Segmentation dataset records
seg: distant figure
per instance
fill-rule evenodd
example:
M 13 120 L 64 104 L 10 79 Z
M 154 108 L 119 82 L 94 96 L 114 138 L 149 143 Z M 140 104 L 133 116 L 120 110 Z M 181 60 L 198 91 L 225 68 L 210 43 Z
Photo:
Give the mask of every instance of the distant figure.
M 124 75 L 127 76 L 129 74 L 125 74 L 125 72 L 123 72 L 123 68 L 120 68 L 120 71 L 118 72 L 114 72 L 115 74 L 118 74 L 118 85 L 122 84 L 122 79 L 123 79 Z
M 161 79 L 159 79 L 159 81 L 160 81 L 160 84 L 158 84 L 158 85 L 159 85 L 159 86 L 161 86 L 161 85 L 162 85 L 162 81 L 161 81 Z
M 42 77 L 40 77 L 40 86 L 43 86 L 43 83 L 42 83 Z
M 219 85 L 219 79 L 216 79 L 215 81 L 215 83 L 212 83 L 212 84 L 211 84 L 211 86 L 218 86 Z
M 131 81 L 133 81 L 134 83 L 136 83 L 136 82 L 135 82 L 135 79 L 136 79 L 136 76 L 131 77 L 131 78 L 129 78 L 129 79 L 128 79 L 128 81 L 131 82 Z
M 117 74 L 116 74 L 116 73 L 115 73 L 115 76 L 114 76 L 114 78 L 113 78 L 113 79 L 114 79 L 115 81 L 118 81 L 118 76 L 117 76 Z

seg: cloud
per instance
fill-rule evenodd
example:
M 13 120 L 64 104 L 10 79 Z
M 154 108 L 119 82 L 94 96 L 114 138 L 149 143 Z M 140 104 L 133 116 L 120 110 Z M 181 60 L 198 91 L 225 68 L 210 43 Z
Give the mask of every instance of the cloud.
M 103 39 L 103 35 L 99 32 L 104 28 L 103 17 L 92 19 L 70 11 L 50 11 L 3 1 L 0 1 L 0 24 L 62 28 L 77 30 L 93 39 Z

- _Stated task_:
Return each line of the listing that contains the word "mask", treating uppercase and lowercase letters as different.

- _Response to the task_:
Give the mask of every instance of the distant figure.
Give the mask of every instance of the cloud.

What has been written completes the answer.